What you should do: Answer yes or no to whether each statement agrees with the article on ITIL change management, quoting the words of the article that decide it. 1. Any team member can initiate a change request. 2. Virtual servers and storage are left out of the scope of change. 3. ITIL change management follows a process based approach.
━━━ Excerpt ━━━
Why ITIL Change Management Is Necessary For A Business Process

Change is a constant feature in any work environment. A process undergoes changes from time to time. Managers develop new ideas with team members to improve services. This in turn leads to better customer service.

What is ITIL Change Management ?

It is a set of best practices and guidelines for effective IT service management. The principles of ITIL change management find application across a wide variety of industries. ITIL Change management follows a process based approach.

What is ITIL Change Management?

Source: spiderwebtechs.com

What is the definition of change ?

Change can be any action that has the potential to disrupt existing workflows. Changes in the business process include restructuring existing models or introducing new models. They include anything from adding, removing or modifying existing work models.

There are many questions that come to mind like 

  • What happens in an ITIL change processes ? 

  • Does it have any effect on the productivity ? 

  • Do processes become more efficient after making changes ?

We intend to answer these questions and give you a clear idea with the following overview. Here are seven sections highlighting the features of ITIL change management.

Section I: Purposes of ITIL Change Management

  • It minimizes operational risks.

  • It uses standardized procedures and methods

  • It enables less disruption of IT services

  • It lowers the risk due to the changes.

Section II: Objectives of ITIL Change Management

  • To ensures changes are effective.

  • To covers all associated risks.

  • To increase productivity of resources.

  • To improve customer satisfaction.

  • To set priority of change as per business needs.

  • To plan, implement and review changes.

  • To record and document the changes.

Section III: Scope of ITIL Change Management

Anything included in the IT delivery process forms the scope of change. It includes service assets like:

  1. Physical servers and storage

  2. Virtual servers and storage

  3. Third party software of external service providers.

  4. Copyright documents

Any addition, removal or modification to service assets affects the scope of the change.

Section IV: Roles in ITIL Change Management

Change Initiator: Any team member can initiate a change request. The idea for making the change can be from various resources. Service level team members constantly interact with customers.

The user engagement allows them to identify the immediate needs from a client's viewpoint. The initiators help in testing and documenting a change before large scale deployment.
━━━ Data provided ━━━
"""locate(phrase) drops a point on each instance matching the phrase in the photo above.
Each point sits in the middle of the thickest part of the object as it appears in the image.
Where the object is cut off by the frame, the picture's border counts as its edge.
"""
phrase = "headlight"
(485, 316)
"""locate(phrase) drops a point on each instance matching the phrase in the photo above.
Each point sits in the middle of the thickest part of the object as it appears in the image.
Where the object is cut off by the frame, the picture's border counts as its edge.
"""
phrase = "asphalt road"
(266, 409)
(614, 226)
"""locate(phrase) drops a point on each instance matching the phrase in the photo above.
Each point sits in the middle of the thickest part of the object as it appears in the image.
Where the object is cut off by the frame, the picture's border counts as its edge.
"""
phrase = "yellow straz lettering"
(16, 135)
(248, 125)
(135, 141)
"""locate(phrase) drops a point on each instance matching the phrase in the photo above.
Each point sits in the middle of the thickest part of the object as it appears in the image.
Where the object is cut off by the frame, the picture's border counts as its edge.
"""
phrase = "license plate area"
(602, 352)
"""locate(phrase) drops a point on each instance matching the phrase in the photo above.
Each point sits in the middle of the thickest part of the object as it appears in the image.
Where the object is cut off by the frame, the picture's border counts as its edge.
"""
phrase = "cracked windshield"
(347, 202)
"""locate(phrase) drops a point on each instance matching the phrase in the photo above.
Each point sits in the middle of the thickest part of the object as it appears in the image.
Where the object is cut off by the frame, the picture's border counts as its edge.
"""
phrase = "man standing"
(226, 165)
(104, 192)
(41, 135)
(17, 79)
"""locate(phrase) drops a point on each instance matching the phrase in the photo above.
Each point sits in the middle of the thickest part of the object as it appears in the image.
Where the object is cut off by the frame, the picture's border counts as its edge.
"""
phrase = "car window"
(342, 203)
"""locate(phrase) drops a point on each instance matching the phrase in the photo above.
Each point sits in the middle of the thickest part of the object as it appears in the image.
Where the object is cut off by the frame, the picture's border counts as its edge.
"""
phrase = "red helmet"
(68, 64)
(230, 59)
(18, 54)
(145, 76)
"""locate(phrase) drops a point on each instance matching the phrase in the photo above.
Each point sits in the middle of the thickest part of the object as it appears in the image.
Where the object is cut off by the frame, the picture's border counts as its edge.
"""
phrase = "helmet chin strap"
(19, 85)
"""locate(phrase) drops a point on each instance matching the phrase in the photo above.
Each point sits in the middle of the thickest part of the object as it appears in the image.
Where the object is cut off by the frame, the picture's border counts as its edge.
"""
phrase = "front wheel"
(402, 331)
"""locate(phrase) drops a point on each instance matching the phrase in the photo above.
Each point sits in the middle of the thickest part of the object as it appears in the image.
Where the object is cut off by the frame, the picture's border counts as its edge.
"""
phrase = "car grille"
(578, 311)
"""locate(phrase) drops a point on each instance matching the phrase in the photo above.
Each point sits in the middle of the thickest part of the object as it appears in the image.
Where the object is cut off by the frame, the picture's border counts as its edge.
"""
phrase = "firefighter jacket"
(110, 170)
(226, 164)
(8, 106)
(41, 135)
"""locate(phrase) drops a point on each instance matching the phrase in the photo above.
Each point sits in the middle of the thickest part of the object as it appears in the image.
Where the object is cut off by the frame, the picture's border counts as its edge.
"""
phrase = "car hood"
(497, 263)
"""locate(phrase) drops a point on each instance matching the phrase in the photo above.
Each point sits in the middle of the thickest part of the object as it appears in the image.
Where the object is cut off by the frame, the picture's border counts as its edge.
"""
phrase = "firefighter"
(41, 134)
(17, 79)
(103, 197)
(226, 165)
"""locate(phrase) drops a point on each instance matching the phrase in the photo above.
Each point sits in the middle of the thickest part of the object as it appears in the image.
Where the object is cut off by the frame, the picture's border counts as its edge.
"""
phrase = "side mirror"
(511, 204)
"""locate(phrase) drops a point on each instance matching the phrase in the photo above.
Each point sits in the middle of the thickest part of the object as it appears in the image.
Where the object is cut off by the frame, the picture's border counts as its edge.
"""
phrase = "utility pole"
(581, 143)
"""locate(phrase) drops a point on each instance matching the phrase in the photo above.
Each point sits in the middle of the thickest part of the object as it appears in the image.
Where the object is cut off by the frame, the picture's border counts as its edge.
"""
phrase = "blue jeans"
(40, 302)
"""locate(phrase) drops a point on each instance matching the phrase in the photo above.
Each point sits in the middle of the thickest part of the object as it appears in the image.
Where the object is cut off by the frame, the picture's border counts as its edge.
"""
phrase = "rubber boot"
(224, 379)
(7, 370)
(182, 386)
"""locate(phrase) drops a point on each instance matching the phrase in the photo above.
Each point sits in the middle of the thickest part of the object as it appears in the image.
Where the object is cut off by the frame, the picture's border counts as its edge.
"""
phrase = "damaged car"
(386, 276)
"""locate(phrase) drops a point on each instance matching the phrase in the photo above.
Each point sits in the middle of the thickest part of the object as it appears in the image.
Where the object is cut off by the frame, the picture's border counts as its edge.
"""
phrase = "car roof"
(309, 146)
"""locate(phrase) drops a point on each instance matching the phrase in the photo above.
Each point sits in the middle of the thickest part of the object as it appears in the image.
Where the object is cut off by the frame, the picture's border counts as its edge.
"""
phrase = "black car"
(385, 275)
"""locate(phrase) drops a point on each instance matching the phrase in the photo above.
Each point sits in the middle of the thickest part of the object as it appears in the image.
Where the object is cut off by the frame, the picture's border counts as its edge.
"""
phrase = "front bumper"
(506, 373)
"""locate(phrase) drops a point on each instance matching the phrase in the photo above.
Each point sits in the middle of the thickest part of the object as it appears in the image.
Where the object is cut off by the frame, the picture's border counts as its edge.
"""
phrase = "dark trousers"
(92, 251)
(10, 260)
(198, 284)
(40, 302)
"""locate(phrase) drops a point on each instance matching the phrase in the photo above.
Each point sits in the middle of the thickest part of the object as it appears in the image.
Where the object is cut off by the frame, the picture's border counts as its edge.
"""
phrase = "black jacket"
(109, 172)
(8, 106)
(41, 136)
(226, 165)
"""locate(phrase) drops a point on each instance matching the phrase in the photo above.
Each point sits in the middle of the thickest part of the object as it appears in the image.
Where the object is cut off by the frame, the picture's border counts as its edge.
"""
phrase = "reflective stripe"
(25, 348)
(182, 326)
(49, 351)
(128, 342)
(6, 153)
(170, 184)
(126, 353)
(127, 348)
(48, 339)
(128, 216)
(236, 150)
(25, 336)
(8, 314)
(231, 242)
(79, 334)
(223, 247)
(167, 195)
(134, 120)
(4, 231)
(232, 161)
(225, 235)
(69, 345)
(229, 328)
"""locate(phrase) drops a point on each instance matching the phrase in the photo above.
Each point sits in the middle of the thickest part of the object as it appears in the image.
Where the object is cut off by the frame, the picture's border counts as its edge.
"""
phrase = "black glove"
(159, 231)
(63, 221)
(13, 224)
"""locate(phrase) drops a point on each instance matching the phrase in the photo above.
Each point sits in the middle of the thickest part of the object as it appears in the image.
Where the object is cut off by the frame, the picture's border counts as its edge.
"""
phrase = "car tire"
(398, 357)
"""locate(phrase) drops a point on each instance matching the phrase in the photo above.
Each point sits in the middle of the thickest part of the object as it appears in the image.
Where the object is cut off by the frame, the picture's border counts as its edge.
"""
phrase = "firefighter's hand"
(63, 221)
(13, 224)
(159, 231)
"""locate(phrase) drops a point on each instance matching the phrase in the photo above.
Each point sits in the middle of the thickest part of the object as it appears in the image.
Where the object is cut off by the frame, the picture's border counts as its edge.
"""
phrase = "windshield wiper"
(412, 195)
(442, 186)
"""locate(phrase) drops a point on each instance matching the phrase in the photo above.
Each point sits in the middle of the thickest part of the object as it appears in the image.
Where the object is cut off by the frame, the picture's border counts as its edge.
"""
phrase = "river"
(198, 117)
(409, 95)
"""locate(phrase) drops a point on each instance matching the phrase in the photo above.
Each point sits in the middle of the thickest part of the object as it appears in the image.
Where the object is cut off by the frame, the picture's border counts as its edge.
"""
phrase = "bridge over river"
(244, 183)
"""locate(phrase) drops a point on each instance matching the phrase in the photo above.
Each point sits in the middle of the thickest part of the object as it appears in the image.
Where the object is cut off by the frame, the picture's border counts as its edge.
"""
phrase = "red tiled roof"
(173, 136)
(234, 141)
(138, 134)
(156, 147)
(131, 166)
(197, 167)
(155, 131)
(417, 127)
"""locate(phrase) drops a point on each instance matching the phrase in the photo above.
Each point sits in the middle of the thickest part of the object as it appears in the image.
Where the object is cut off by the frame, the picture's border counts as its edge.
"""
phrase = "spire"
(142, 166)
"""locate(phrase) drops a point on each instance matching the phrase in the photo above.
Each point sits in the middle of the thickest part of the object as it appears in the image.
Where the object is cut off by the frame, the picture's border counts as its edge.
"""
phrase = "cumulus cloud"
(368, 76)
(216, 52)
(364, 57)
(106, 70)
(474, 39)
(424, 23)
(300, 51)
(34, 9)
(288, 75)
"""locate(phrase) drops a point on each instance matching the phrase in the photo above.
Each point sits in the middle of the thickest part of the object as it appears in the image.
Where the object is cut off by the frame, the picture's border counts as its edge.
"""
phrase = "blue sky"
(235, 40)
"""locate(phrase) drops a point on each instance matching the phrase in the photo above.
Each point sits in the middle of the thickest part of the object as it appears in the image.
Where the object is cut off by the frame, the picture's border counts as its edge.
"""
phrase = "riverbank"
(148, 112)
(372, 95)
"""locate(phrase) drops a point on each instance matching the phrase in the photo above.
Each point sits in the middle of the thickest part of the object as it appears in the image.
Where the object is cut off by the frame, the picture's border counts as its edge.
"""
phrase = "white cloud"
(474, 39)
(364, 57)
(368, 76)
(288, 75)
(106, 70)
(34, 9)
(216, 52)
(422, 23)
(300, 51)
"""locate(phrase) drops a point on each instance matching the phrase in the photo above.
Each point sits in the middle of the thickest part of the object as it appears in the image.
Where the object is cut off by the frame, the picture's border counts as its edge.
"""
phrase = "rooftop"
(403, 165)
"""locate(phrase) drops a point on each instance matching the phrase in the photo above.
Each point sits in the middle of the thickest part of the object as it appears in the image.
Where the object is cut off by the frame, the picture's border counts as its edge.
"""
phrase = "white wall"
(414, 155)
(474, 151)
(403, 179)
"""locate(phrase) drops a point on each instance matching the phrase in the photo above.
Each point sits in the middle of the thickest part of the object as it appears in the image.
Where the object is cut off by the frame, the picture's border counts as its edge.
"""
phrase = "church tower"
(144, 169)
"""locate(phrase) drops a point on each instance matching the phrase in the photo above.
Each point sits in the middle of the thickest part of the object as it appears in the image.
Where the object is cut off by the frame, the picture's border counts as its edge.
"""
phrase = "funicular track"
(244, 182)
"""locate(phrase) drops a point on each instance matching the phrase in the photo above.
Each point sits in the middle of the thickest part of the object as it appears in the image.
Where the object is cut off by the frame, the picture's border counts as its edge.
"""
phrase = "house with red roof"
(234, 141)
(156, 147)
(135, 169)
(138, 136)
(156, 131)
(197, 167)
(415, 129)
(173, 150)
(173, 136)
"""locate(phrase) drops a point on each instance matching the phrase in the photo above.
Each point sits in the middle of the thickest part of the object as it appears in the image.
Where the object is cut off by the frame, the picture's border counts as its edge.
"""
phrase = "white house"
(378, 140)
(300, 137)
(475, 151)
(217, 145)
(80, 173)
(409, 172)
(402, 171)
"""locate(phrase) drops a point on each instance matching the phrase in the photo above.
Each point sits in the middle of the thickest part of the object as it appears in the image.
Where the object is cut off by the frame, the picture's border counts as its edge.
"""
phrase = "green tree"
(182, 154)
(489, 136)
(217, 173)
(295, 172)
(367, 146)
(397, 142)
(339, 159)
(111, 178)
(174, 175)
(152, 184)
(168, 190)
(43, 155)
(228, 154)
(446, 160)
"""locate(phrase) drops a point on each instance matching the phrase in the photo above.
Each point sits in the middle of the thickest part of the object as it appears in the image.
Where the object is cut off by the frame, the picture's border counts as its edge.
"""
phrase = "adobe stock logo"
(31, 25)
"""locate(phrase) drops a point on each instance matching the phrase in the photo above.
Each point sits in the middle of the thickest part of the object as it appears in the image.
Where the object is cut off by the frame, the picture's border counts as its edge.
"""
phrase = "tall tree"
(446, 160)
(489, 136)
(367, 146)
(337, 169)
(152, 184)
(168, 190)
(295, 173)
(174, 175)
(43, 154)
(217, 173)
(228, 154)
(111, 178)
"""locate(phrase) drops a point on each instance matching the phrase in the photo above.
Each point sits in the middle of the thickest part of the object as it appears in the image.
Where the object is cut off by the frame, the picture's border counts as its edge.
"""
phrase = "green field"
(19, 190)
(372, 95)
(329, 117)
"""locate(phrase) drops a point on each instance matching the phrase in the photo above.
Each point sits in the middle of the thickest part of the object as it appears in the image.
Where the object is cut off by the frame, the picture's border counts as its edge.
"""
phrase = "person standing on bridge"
━━━
Solution for this problem:
1. Yes: "Any team member can initiate a change request."
2. No: "It includes service assets like:" lists "Virtual servers and storage".
3. Yes: "ITIL Change management follows a process based approach."